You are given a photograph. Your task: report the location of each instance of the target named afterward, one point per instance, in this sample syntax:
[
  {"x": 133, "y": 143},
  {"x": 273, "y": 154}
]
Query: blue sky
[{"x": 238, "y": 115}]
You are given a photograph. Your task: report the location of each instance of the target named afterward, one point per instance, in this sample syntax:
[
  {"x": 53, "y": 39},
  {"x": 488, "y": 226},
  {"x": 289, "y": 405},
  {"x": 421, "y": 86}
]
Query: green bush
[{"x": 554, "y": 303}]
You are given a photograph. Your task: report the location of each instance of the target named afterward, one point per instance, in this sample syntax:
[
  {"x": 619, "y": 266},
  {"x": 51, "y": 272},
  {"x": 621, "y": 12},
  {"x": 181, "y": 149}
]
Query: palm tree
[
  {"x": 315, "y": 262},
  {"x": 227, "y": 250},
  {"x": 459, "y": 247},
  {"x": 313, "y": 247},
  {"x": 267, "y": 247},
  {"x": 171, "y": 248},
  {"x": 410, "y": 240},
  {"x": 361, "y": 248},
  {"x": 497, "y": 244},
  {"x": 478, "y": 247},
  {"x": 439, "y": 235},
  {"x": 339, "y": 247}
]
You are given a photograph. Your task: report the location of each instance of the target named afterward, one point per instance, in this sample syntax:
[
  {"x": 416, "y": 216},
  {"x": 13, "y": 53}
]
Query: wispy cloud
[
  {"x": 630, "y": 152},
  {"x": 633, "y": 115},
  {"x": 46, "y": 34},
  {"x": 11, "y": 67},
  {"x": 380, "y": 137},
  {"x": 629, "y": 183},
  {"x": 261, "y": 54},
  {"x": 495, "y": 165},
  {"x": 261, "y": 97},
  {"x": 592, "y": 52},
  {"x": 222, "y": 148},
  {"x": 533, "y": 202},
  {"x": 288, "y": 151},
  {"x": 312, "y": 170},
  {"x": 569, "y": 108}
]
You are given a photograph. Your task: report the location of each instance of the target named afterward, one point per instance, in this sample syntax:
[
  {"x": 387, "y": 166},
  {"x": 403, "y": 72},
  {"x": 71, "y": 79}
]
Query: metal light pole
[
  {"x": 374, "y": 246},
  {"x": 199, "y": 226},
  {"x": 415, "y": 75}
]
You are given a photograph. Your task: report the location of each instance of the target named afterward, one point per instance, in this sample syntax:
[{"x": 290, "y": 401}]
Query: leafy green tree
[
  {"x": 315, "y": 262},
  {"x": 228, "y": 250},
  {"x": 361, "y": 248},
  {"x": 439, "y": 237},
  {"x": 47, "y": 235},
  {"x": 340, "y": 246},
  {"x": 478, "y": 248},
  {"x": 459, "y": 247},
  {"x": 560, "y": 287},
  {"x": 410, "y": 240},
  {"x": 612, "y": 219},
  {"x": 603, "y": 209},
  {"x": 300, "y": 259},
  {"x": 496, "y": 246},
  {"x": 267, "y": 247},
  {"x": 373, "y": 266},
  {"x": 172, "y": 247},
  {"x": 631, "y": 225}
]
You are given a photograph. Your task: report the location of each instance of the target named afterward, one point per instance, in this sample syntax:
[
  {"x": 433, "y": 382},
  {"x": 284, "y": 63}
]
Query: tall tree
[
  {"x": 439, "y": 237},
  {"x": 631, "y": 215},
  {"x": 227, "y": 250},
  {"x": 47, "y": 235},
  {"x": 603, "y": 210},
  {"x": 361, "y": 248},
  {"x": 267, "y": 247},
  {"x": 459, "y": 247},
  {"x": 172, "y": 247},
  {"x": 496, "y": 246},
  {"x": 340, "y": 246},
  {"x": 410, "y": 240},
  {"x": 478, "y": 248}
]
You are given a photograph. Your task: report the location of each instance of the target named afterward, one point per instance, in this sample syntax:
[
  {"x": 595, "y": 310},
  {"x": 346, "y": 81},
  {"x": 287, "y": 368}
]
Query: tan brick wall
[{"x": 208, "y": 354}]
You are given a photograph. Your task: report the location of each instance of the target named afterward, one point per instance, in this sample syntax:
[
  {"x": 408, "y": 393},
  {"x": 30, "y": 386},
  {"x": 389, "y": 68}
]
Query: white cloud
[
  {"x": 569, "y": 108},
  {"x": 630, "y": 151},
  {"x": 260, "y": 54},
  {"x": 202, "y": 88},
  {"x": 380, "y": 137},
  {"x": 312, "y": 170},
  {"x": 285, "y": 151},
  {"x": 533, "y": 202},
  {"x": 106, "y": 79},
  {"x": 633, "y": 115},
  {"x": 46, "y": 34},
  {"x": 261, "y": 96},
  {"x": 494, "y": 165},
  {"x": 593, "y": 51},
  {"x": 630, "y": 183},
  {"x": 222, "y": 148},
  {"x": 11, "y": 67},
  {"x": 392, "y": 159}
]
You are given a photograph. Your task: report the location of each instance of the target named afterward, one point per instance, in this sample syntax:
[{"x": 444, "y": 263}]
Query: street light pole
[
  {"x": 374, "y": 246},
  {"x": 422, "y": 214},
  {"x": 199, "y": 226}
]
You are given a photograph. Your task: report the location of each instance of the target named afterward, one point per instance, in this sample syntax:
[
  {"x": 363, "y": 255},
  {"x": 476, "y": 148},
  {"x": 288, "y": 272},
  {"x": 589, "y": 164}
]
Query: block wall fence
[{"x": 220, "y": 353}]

WORK ITEM :: Repeat the entries exactly, all of them.

WRITTEN REPLY ::
You are given a photograph. Your task: report the location of each instance of the target named afterward, one point per instance, in this sample syntax:
[
  {"x": 133, "y": 143},
  {"x": 273, "y": 154}
]
Query: blue sky
[{"x": 238, "y": 115}]
You are given a photograph. Your task: report the location of each instance of the target named afterward, one point per instance, in this sample syntax:
[
  {"x": 53, "y": 39},
  {"x": 488, "y": 226},
  {"x": 289, "y": 405},
  {"x": 421, "y": 86}
]
Query: green bush
[{"x": 554, "y": 303}]
You are given a photograph. Your task: report the location of each instance of the target named afterward, one point per instance, in this sample syntax:
[
  {"x": 619, "y": 266},
  {"x": 51, "y": 272},
  {"x": 621, "y": 12},
  {"x": 181, "y": 149}
]
Query: palm tree
[
  {"x": 315, "y": 262},
  {"x": 227, "y": 250},
  {"x": 459, "y": 247},
  {"x": 313, "y": 247},
  {"x": 267, "y": 247},
  {"x": 171, "y": 248},
  {"x": 410, "y": 240},
  {"x": 361, "y": 248},
  {"x": 497, "y": 244},
  {"x": 478, "y": 247},
  {"x": 439, "y": 235},
  {"x": 339, "y": 247}
]
You are given a photograph. Your task: report the location of each instance of the target named afterward, one point per instance, in this sample syntax:
[
  {"x": 416, "y": 216},
  {"x": 13, "y": 53}
]
Query: wispy cloud
[
  {"x": 630, "y": 152},
  {"x": 633, "y": 115},
  {"x": 46, "y": 34},
  {"x": 11, "y": 67},
  {"x": 380, "y": 137},
  {"x": 629, "y": 183},
  {"x": 261, "y": 54},
  {"x": 495, "y": 165},
  {"x": 261, "y": 97},
  {"x": 592, "y": 52},
  {"x": 222, "y": 148},
  {"x": 533, "y": 202},
  {"x": 288, "y": 151},
  {"x": 312, "y": 170},
  {"x": 569, "y": 108}
]
You are given a photograph. Your task: report the location of each instance of the target named afterward, one point per instance, in this sample syntax:
[
  {"x": 387, "y": 166},
  {"x": 403, "y": 72},
  {"x": 71, "y": 79}
]
Query: metal light pole
[
  {"x": 374, "y": 246},
  {"x": 199, "y": 226},
  {"x": 415, "y": 75}
]
You are given a photograph. Your task: report the location of each instance of the target named afterward, one point per instance, in this sample syntax:
[{"x": 290, "y": 401}]
Query: leafy green tree
[
  {"x": 315, "y": 262},
  {"x": 228, "y": 250},
  {"x": 361, "y": 248},
  {"x": 439, "y": 237},
  {"x": 47, "y": 235},
  {"x": 340, "y": 246},
  {"x": 478, "y": 248},
  {"x": 459, "y": 247},
  {"x": 560, "y": 287},
  {"x": 410, "y": 240},
  {"x": 612, "y": 219},
  {"x": 603, "y": 209},
  {"x": 300, "y": 259},
  {"x": 496, "y": 246},
  {"x": 267, "y": 247},
  {"x": 373, "y": 266},
  {"x": 172, "y": 247},
  {"x": 631, "y": 225}
]
You are given a photograph. Your task: report the location of each instance of the target named afterward, one point per instance, in this sample syntax:
[
  {"x": 433, "y": 382},
  {"x": 284, "y": 63}
]
Query: tall tree
[
  {"x": 439, "y": 237},
  {"x": 631, "y": 215},
  {"x": 227, "y": 250},
  {"x": 47, "y": 235},
  {"x": 603, "y": 210},
  {"x": 361, "y": 248},
  {"x": 267, "y": 247},
  {"x": 459, "y": 247},
  {"x": 172, "y": 247},
  {"x": 496, "y": 246},
  {"x": 340, "y": 246},
  {"x": 410, "y": 240},
  {"x": 478, "y": 248}
]
You are given a photograph. Your task: report the location of each instance of the target named afterward, one point per instance, in this sample syntax:
[
  {"x": 595, "y": 310},
  {"x": 346, "y": 81},
  {"x": 287, "y": 368}
]
Query: tan brick wall
[{"x": 208, "y": 354}]
You are given a photograph. Your task: report the location of each instance of the target named afterward, one point per instance, in this sample syntax:
[
  {"x": 408, "y": 393},
  {"x": 30, "y": 386},
  {"x": 389, "y": 68}
]
Query: white cloud
[
  {"x": 569, "y": 108},
  {"x": 630, "y": 151},
  {"x": 260, "y": 54},
  {"x": 202, "y": 88},
  {"x": 380, "y": 137},
  {"x": 312, "y": 170},
  {"x": 285, "y": 151},
  {"x": 533, "y": 202},
  {"x": 106, "y": 79},
  {"x": 633, "y": 115},
  {"x": 46, "y": 34},
  {"x": 261, "y": 96},
  {"x": 494, "y": 165},
  {"x": 593, "y": 51},
  {"x": 630, "y": 183},
  {"x": 222, "y": 148},
  {"x": 11, "y": 67},
  {"x": 392, "y": 159}
]
You are given a photograph. Your task: report the location of each instance of the target named afterward, one point per instance, in this sample syntax:
[{"x": 444, "y": 263}]
Query: street light pole
[
  {"x": 374, "y": 246},
  {"x": 422, "y": 214},
  {"x": 199, "y": 226}
]
You are given a photograph. Your task: report the location of each instance of the target named afterward, one point per instance, in this sample syntax:
[
  {"x": 363, "y": 255},
  {"x": 476, "y": 148},
  {"x": 288, "y": 272},
  {"x": 589, "y": 164}
]
Query: block wall fence
[{"x": 220, "y": 353}]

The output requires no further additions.